GOAL:
In each of the entries below, replace "pixel coordinates" with "image coordinates" and rewrite the text with nothing else changed, leaving out the pictures.

⁂

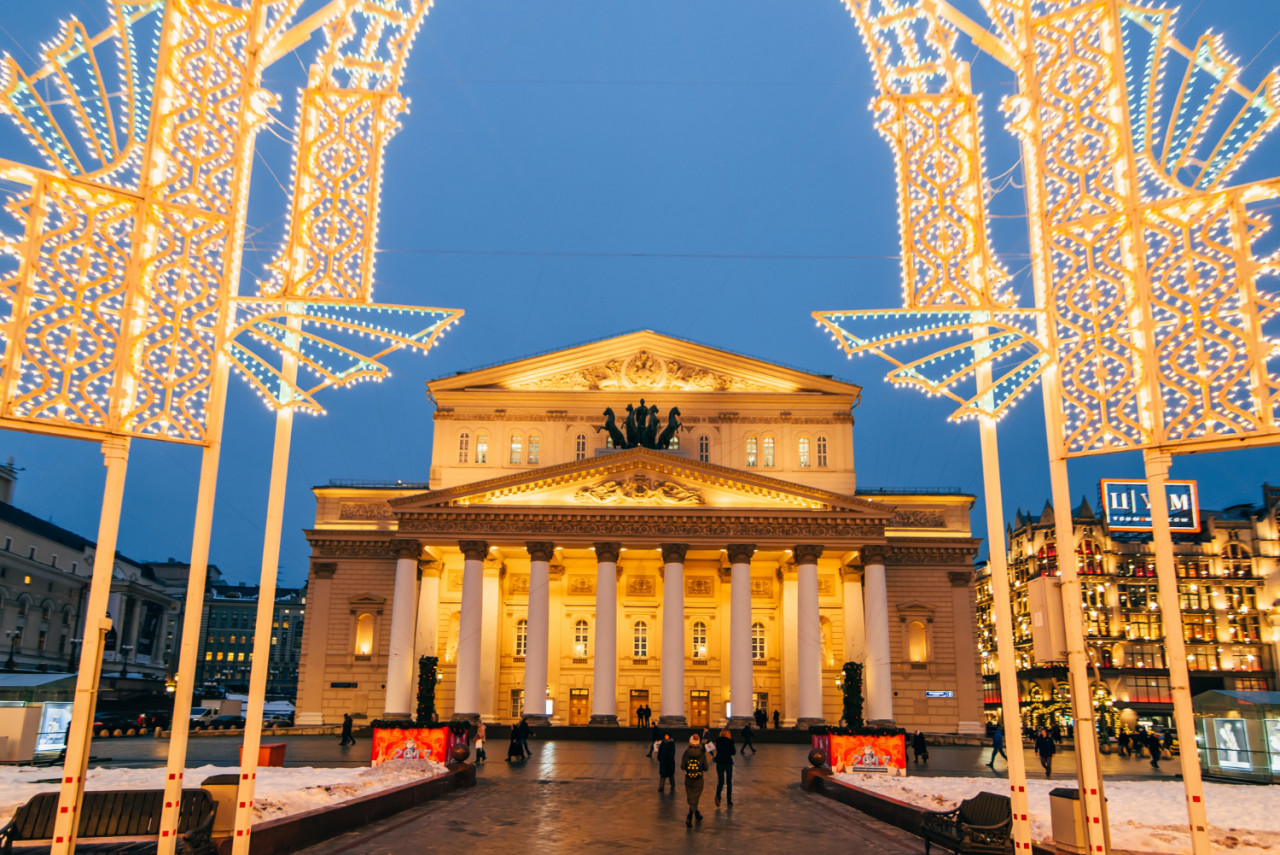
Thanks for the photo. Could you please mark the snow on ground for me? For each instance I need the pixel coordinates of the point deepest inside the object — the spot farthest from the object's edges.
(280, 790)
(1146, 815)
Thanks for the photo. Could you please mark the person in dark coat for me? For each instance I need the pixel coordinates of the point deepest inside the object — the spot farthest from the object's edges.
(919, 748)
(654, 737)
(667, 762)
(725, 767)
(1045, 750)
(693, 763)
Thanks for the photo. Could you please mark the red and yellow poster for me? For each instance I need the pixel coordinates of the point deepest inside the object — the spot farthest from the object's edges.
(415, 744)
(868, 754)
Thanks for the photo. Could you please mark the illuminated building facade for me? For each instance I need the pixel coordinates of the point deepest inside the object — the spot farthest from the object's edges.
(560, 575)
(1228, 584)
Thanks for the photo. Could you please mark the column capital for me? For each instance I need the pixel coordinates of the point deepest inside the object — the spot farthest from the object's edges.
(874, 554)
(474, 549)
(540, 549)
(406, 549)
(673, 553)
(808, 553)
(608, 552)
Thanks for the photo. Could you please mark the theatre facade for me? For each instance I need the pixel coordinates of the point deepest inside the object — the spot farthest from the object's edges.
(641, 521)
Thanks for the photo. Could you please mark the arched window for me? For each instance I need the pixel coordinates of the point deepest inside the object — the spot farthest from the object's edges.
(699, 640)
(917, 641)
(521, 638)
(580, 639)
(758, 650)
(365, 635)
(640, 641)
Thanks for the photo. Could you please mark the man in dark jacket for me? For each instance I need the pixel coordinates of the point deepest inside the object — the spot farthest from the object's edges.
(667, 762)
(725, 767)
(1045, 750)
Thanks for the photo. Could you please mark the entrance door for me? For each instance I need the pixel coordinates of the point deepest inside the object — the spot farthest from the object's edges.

⁂

SOLUTION FOR THIS TASK:
Thanks for the photo. Could you please mark the snow on ground for me? For each instance I need the image coordinates of the point deepest inside the object — the spot farthest from the object's edges.
(280, 790)
(1146, 815)
Thanks for the photo. Could you please mark the person in dark coat for me? For each instance I need the image coordinates of the point deepest inside the object — the spot farthest from the object's edges.
(919, 748)
(654, 737)
(667, 762)
(725, 767)
(1045, 750)
(693, 763)
Thanks for the photo. Could you please mark the red and yellow poster for me? For each instance I need the image coordinates of the point deepest inside the object — the spot farthest from the object's edges.
(415, 744)
(868, 754)
Thanks for the photo. Could you please mark the illuminated building facade for me? For each instance I need the image coordinates of the point deepest inside the object — the spot farthest from the object's edges.
(560, 575)
(1228, 584)
Thanks for the photo. Could you please mark the column capital for me? For each instance I need the image coordinates of the point deepest inside the object — the spot farthest from the object's edges.
(874, 554)
(474, 549)
(540, 549)
(406, 549)
(673, 553)
(808, 553)
(608, 552)
Thanks for the photo. Could you please mark the theatre facade for me? For each instance I need the image coordinates of the point deepest inside the object — the spot farthest from the object's edges.
(641, 521)
Thanks for the photo. Could you please mark the arched window for me? For each instance I need the image coordinates of the point deepest inside the object — the spot farthest from the object's edges.
(699, 640)
(917, 641)
(521, 638)
(580, 639)
(758, 650)
(365, 635)
(640, 641)
Thanks for the photo. Could you please mark the man in dark jacket for me? For each instance I need the image coordinates of the point deepest inside the object — the spot farthest from the object's edges.
(667, 762)
(725, 767)
(1045, 750)
Thanks for the photo. Could you please mark the entrance door for me? For each instance I need the image coordinates of the point deepest inside the object — the spot farthest from the object's edges.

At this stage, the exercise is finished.